### Work instructions
In the St. Paul's Chapel excerpt, how many people does the speaker say live in the city?

[start Selected excerpt]

Exterior of St. Paul’s Chapel.


“It has become a truism—so universally has it been experienced—that every advance in civilization, every forward step of progress, brings with it its own peculiar danger and difficulty. There can be no increased possibility of gain that is not accompanied by an increased possibility of loss. If this be true of each stage or step in civilization, it is equally true of civilization as a whole, of civilization itself.

“Some years ago it was my fortune to travel in the nearer East. I remember one long day journeying through a Turkish province, where I saw no house or village, no sign of man, save one shepherd seated motionless above his flock among the Bithynian Hills. So still he was, so vast and still the scene of which he was a part, that the memory of its silence and its peace has remained with me. Day after day, I fancy, he so sat or walked alone—alone with his sheep on those wide sloping hills—master of their movements and his own.


Interior of St. Paul’s Chapel.


“This university is a monument to all which that shepherd had not. It is a monument to the belief that man gains by contact with his fellows, that we can do together what no one of us could accomplish alone, that we may build our lives upon the united achievement of the race. Here are stored the age-long accretions of human knowledge. Here the best of the past becomes the heritage of the present, and here our own thought is guided and molded by the thoughts of others. Here, also, we are at the center of the life of the western world. Around us, in this city alone, throb the hopes and fears, the loves and hates, the ideals and aspirations of three million people. These, too, must be our teachers and our instruments. From them are liberated the powers by which the race must rise or fall. No man can measure their potency nor the possibilities that, through them, are ours.

[end Selected excerpt]
[start Entries supplied]

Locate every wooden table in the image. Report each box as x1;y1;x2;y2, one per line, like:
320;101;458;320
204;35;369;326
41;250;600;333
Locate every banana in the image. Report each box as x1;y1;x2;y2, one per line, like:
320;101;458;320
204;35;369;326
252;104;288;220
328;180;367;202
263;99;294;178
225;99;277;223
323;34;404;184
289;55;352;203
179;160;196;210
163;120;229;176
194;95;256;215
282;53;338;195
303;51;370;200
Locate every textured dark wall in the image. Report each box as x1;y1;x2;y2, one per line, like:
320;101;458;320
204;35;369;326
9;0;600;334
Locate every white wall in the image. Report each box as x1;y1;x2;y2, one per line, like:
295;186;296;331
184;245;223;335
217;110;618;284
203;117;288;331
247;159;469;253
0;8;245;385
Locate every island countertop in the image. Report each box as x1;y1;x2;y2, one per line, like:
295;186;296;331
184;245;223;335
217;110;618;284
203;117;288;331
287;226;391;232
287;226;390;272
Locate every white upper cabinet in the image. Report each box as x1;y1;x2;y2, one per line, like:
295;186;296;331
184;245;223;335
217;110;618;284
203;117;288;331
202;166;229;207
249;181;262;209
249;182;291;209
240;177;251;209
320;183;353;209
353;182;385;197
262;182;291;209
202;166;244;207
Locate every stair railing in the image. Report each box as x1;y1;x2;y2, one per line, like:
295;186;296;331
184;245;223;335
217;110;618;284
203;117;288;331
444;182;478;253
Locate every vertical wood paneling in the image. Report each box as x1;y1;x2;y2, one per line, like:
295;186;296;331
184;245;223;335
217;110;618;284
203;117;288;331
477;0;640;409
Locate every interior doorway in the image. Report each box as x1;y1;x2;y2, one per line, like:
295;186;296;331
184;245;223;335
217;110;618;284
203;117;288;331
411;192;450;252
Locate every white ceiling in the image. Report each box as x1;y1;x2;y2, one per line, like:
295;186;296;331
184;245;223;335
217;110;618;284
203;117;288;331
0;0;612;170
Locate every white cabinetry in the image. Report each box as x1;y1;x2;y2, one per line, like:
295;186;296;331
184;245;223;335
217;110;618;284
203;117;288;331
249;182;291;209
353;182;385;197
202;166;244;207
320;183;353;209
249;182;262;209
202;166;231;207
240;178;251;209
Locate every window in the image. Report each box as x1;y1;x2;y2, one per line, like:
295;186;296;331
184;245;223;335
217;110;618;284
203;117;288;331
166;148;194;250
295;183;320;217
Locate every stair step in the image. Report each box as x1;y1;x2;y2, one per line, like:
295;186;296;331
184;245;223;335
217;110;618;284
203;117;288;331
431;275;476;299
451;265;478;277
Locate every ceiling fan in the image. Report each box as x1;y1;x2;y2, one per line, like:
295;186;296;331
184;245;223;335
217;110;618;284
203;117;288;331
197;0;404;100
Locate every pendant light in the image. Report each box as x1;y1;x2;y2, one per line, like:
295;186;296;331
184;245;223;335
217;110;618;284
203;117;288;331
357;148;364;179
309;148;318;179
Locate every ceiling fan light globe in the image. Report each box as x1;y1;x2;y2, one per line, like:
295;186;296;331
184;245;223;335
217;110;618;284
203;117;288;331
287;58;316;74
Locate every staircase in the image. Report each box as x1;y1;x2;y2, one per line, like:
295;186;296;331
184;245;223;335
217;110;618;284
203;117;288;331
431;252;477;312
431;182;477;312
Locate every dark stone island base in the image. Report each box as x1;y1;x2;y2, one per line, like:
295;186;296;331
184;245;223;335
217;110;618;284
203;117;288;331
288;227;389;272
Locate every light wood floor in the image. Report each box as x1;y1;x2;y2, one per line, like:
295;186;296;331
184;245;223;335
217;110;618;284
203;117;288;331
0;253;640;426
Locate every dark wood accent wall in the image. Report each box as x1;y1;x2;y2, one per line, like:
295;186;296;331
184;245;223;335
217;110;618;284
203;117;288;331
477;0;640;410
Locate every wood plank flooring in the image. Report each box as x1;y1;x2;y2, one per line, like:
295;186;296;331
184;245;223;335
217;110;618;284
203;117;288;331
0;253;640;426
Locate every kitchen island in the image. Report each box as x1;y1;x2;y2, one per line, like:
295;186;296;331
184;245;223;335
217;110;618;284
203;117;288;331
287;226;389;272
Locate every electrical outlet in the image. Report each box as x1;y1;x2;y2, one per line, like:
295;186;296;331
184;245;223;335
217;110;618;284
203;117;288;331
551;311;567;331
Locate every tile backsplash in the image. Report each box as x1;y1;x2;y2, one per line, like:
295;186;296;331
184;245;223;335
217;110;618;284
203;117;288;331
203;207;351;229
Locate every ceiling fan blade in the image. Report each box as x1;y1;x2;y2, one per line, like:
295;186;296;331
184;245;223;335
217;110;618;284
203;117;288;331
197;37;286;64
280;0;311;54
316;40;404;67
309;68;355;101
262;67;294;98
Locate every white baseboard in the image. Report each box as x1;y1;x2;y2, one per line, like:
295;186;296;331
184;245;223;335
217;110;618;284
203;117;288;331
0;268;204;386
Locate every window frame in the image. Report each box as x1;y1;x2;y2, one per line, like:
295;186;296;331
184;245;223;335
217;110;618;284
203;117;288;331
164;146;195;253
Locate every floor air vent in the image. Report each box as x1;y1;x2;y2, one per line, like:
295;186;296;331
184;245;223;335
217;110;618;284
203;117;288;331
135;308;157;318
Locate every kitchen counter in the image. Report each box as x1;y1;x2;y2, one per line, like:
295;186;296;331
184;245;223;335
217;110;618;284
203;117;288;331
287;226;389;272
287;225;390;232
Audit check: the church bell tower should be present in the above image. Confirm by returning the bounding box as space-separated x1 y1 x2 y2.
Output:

[end Entries supplied]

### Written response
Three million.